#### [Passage given]
+--

BOOK REVIEW: Walking Hill Country Towns By Diane Capito

Since I am new to Boerne (and to Texas, for that matter) I stay on high alert for any book that will educate me about the history of my new home. I found two gems that are well worth sharing with my Boerne neighbors!

Walking Hill Country Towns by Diane Capito is a pocket-guide for the casual explorer. Its audience is the person that wants to take an interesting stroll through 41 of the Hill Country’s small towns from Antioch to Wimberly. A few have no walks−there just isn’t anywhere interesting to walk in Anholt. Others have more, like the five walks charted for New Braunfels. Readers of Explorer will be pleased that Boerne lists four walks out of the 196 described in the book.

After a delightful historical introduction to Boerne, Capito describes the walks for our town. Walk 3 was fascinating to me. Many, many years ago, a high school teacher told our class that the best way to study the history of an area was to visit the graveyards. Ms. Capito has done this for us, with a brief walk through our own Texas Historical Cemetery on School Street. Don’t think a stroll through a graveyard is exciting? Read the book!

+--

#### [Data block]
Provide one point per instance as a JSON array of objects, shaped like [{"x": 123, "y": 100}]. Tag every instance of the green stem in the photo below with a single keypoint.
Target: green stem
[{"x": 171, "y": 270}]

+--

#### [Actions to take]
• 1. Reproduce the part of the book review starting at "Since I am new" and ending at "in the book.".
• 2. According to the book review, which street is the Texas Historical Cemetery on?

#### [Worked solutions]
• 1.
Since I am new to Boerne (and to Texas, for that matter) I stay on high alert for any book that will educate me about the history of my new home. I found two gems that are well worth sharing with my Boerne neighbors!

Walking Hill Country Towns by Diane Capito is a pocket-guide for the casual explorer. Its audience is the person that wants to take an interesting stroll through 41 of the Hill Country’s small towns from Antioch to Wimberly. A few have no walks−there just isn’t anywhere interesting to walk in Anholt. Others have more, like the five walks charted for New Braunfels. Readers of Explorer will be pleased that Boerne lists four walks out of the 196 described in the book.

• 2. School Street